Complete Repertoire for White against Petroff Defence
In his first database for Modern Chess, GM Alexander Colovic has a hard task to provide a complete repertoire against the super solid Petroff Defence. Let's see what the author said about the best way to challenge this reliable opening:
The Petroff has always been one of the most annoying openings for the White player. Together with Berlin Defence, nowadays it constitutes a major theoretical problem - not to obtain an advantage against it, but to obtain a playable position! As modern theory has shown, the best method to approach it is to have a lot of ideas. They may not always be of the highest quality, often they may be used only in one game, but the more is definitely the better in this case! The point is to be versatile and flexible, to avoid being a sitting duck in the opening and by being hard to pin down to pose practical problems in the opening. With these thoughts in mind, let's see if we can find a few promising ideas in the Petroff!

-- Task to complete --
Can you write the next part of the piece on White's repertoire against the Petroff Defence, picking up after its final sentence?

-- Extracted records --

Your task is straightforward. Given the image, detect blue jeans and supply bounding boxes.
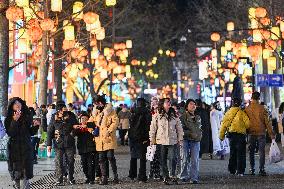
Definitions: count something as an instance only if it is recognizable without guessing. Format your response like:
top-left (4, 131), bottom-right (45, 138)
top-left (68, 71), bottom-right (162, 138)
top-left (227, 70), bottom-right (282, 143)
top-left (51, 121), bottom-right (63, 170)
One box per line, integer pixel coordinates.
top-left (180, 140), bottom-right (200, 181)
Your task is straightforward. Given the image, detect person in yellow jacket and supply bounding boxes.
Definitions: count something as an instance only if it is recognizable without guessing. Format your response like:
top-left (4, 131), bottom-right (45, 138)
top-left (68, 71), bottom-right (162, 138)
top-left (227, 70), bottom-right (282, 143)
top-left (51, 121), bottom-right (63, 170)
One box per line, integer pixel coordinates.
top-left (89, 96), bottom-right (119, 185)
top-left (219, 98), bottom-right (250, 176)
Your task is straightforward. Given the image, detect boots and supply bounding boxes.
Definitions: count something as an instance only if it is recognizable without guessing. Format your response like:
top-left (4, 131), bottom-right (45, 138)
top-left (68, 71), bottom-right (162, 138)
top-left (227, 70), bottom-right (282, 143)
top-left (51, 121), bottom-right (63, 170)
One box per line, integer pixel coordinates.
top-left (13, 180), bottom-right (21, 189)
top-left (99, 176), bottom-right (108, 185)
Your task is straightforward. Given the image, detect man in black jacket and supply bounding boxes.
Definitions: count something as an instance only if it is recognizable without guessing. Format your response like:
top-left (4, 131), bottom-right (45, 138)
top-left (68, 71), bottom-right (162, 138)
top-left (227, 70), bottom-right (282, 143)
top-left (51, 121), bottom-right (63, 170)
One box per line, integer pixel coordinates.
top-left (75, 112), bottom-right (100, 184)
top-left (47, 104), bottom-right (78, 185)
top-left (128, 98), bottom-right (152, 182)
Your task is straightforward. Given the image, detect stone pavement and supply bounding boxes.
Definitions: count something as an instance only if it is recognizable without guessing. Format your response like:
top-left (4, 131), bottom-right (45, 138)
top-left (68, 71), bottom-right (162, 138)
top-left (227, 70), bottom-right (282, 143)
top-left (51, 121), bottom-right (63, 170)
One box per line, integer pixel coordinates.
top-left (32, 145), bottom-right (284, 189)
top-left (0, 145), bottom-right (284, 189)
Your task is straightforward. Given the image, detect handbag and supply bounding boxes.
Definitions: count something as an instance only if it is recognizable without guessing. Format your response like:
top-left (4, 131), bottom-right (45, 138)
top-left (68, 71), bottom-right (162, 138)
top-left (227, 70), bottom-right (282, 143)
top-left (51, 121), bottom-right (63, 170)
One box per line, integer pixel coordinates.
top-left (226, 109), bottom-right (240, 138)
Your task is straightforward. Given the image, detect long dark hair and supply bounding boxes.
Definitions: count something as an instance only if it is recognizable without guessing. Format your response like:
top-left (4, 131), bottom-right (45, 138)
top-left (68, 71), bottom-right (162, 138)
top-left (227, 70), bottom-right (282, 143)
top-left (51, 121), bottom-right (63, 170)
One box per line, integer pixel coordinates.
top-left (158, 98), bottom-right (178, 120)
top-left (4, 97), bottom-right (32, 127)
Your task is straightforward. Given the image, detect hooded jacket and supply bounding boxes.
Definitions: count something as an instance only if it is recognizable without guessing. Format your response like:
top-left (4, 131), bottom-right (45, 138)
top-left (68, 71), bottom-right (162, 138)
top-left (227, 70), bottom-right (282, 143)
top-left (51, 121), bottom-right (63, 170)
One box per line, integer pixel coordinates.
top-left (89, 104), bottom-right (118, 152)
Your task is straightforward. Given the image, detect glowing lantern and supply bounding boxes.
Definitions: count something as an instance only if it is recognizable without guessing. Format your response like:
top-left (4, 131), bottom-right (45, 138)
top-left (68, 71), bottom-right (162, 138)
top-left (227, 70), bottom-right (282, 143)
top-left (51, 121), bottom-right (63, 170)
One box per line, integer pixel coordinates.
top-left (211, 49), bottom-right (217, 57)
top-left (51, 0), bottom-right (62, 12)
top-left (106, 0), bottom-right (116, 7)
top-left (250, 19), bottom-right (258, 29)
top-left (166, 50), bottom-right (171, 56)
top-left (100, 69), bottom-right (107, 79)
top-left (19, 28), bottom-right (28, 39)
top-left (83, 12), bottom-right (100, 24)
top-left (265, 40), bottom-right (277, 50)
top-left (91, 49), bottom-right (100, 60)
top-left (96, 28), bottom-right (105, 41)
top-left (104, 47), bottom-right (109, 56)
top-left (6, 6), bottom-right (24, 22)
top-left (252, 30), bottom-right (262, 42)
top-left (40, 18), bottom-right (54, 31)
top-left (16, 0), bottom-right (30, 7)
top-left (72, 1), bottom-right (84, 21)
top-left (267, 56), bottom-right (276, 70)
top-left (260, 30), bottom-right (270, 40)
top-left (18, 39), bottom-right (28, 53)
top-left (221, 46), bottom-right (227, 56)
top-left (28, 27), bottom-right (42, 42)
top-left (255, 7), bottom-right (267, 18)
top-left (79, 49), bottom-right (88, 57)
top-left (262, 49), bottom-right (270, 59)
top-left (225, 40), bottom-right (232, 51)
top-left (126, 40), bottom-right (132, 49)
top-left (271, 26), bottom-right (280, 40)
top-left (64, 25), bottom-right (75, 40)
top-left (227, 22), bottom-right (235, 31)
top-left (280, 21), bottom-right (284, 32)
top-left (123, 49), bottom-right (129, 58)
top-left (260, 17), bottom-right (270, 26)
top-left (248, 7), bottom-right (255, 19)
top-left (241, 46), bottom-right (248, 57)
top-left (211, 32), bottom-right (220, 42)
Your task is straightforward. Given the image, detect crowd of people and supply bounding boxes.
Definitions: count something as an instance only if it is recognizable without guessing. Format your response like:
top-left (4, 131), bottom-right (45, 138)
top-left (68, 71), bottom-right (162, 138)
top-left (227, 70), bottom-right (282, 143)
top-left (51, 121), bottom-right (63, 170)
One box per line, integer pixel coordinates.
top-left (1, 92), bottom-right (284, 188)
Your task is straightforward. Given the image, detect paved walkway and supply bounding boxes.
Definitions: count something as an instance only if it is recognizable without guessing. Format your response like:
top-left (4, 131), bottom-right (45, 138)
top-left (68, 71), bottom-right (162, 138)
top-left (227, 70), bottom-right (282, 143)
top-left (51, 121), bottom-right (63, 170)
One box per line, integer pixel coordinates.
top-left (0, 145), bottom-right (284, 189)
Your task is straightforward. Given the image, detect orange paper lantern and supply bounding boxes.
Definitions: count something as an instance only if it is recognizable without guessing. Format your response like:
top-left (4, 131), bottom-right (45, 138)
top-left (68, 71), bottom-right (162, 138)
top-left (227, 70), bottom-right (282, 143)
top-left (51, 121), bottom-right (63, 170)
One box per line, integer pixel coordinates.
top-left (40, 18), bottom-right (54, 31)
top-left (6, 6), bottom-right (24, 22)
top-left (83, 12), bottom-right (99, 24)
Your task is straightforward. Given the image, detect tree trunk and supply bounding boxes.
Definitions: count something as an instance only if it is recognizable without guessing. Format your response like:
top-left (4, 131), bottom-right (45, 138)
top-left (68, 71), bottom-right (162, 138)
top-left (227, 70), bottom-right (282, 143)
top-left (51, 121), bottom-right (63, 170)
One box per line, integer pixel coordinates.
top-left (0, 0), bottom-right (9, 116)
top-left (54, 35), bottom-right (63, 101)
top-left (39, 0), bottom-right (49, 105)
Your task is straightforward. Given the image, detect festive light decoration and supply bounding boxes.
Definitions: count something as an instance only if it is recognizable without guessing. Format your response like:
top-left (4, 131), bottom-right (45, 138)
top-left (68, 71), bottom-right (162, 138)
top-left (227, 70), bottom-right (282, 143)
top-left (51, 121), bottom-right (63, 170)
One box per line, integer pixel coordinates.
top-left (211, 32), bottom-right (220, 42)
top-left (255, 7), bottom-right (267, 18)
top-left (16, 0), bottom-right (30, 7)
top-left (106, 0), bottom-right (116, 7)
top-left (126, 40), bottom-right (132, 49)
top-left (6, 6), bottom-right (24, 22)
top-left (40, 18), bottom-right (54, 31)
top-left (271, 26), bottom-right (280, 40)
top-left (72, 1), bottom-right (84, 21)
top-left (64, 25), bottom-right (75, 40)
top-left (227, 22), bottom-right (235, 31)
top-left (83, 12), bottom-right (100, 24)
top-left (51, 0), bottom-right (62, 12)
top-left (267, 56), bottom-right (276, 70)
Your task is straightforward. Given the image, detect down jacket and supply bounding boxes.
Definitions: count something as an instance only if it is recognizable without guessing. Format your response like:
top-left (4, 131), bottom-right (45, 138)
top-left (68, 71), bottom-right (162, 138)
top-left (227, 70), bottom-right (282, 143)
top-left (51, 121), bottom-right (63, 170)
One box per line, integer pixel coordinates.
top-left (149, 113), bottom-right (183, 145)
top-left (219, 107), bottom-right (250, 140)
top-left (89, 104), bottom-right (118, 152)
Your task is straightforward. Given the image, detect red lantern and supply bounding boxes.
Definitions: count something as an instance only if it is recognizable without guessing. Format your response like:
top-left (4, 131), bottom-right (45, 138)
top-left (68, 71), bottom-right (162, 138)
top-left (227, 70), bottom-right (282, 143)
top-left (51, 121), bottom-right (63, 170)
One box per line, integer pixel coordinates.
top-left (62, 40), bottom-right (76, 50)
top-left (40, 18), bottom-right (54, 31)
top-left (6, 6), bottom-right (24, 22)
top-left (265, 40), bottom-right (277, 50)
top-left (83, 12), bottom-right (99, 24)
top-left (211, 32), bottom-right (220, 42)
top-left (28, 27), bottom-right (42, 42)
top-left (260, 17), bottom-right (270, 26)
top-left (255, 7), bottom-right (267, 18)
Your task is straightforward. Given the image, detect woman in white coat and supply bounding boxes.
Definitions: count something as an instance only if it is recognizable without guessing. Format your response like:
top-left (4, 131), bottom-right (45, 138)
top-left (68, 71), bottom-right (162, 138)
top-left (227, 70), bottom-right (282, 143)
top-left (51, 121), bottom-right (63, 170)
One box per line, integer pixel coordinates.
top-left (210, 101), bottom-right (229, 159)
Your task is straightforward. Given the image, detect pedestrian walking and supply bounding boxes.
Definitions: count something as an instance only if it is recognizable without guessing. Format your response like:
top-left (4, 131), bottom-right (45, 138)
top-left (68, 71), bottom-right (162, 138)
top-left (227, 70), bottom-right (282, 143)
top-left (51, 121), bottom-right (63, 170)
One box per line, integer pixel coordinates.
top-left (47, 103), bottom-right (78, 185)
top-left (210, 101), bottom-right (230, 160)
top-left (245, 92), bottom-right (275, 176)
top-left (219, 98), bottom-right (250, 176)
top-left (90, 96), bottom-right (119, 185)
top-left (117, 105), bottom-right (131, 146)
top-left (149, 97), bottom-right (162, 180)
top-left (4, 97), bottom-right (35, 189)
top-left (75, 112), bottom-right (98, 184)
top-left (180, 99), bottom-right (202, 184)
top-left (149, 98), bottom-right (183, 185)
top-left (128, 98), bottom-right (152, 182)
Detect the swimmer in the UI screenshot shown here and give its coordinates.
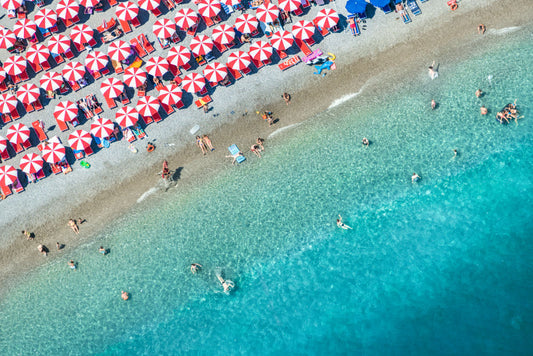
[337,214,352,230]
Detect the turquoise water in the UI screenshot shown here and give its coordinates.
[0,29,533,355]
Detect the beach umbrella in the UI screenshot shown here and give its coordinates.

-- Response --
White tried almost everything against Petroff, but the system which has the reputation of the most dangerous for Black appears after the moves: 1.e4 e5 2.Nf3 Nf6 3.Nxe5 d6 4.Nf3 Nxe4 5.Nc3
This move was introduced at the top-level by GM Alexey Shirov.
White's plan is simple. After 5...Nxc3 6.dxc3, he wants to continue with Be3, Qd2, 0-0-0 followed by a pawn storm on the kingside or pressure along d and e files, depending on the position of Black's king.
After 0-0-0, White's king feels quite safe on the queenside being protected by four pawns.
The database starts with 7 model games followed by 9 theoretical chapters and 17 test positions.
In this section, GM Colovic provides 7 model games which show all typical middlegame ideas for White in this structure
Chapter 1 - 1.e4 e5 2.Nf3 Nf6 3.Nxe5 d6 4.Nf3 Nxe4 5.Nc3 Nf6
The line with 5...Nf6 while playable does not solve Black's opening problems. Black manages to obtain a solid position in all the lines but since most of the light pieces are still on the board his space disadvantage is more clearly felt. Coupled with White's starting initiative and slight development advantage the line is a difficult one to play for Black and White keeps a pull in all the lines.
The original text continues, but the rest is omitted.